## GOAL
Repeat the listing below line for line, without changing a character, but leave out the pictures.

Excerpts from segmentation records
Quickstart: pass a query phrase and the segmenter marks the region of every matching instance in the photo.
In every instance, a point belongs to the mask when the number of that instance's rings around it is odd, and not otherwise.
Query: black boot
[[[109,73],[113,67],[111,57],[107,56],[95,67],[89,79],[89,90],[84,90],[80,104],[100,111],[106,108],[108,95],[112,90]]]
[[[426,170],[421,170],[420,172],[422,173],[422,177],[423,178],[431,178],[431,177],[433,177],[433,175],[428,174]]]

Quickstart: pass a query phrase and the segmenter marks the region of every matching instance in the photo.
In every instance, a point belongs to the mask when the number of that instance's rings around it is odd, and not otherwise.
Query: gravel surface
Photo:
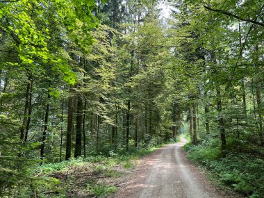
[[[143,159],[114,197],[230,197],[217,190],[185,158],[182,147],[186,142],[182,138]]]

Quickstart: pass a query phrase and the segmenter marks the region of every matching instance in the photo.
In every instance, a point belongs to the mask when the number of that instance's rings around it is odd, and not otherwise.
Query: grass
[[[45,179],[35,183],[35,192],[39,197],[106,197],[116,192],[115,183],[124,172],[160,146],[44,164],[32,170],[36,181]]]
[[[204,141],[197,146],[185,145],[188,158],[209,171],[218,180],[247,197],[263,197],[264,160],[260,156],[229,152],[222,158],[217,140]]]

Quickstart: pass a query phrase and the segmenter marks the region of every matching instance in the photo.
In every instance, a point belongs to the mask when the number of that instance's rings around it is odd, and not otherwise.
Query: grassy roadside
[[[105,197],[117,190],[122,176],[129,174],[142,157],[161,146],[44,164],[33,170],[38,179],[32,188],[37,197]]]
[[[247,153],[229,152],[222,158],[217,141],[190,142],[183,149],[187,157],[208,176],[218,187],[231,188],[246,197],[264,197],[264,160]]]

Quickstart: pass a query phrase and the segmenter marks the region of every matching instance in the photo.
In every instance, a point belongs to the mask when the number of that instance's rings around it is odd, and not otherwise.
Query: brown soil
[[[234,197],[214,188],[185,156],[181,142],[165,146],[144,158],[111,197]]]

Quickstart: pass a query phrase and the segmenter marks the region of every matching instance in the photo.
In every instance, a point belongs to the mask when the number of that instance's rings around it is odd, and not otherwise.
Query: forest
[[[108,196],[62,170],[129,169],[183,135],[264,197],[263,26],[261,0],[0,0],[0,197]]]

## WRITTEN ANSWER
Quickstart: pass a query phrase and the segmenter marks the region of every matching instance in the photo.
In every instance, a point belongs to the mask when the number of that instance's rings around it is odd, and not otherwise.
Query: black boot
[[[109,73],[113,67],[111,57],[107,56],[95,67],[89,79],[89,90],[84,90],[80,104],[100,111],[106,108],[108,95],[112,90]]]
[[[426,170],[421,170],[420,172],[422,173],[422,177],[423,178],[431,178],[431,177],[433,177],[433,175],[428,174]]]

Quickstart: pass a query phrase and the segmenter marks the region of every matching instance in the photo.
In every instance, a point belongs to the mask when the number of that instance's rings around it is odd, and not otherwise.
Query: gravel surface
Photo:
[[[143,159],[114,197],[230,197],[217,190],[185,158],[182,147],[186,142],[182,138]]]

Quickstart: pass a query phrase and the segmenter marks the region of every matching instance in the photo.
In every instance, a point belongs to the mask when the number of that instance's rings around it is odd, and not otherwise.
Query: grass
[[[45,179],[35,183],[35,192],[39,197],[106,197],[116,192],[115,183],[124,172],[160,146],[44,164],[32,170],[36,181]]]
[[[204,141],[197,146],[185,145],[188,158],[209,171],[218,180],[247,197],[263,197],[264,160],[260,156],[229,152],[222,158],[217,140]]]

Quickstart: pass a query phrase and the segmenter marks the region of every matching instance in the photo.
In every instance, a point belongs to the mask when the number of that instance's rings around it is odd, and not otherwise.
Query: grassy roadside
[[[105,197],[117,190],[122,176],[129,174],[142,157],[161,146],[44,164],[33,170],[38,179],[32,188],[37,197]]]
[[[247,153],[229,152],[222,158],[217,141],[190,142],[183,149],[187,157],[208,176],[218,187],[231,188],[246,197],[264,197],[264,160]]]

Quickstart: pass a query phrase and the segmenter marks the region of every matching instance in the photo.
In every instance, a point belongs to the mask when the number of that instance's rings around it is odd, and not otherwise.
Query: brown soil
[[[234,197],[214,188],[185,156],[181,142],[165,146],[144,158],[111,197]]]

Quickstart: pass a query phrase and the segmenter marks the region of every matching instance in the photo.
In every instance, a point belongs to the mask when the number of that instance's rings around it is odd, and not otherwise.
Query: forest
[[[108,196],[62,170],[129,169],[183,135],[264,197],[263,26],[261,0],[0,0],[0,197]]]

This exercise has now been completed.